### RAW DATA
--------------------------------------------------

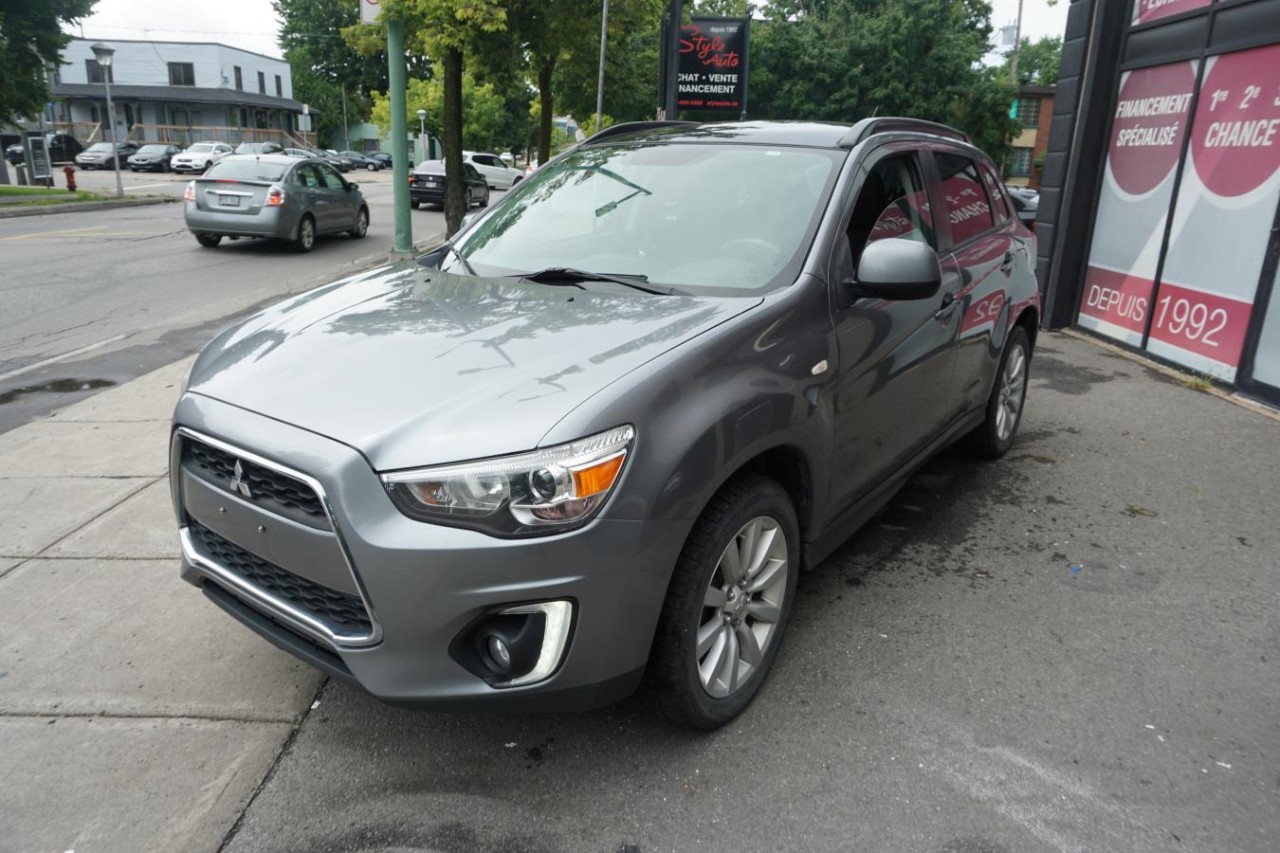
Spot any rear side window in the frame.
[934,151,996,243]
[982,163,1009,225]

--------------------------------------------------

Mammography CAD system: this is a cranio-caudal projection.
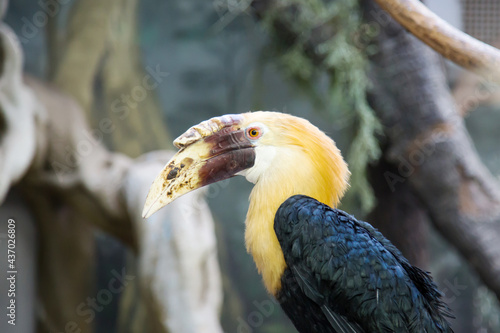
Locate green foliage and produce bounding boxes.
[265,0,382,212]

--------------------------------------------------

### WHAT IS REQUIRED
Starting with the line that contains "Mammography CAD system: this" and going on through the line that contains "[265,0,382,212]", both included, arrange these lines as a JSON list of strings, one string per line, with blank lines omitted. Leave the pictures out of the answer.

### THE OUTPUT
[
  "Mammography CAD system: this is a cranio-caudal projection.",
  "Locate green foliage and produce bounding boxes.",
  "[265,0,382,212]"
]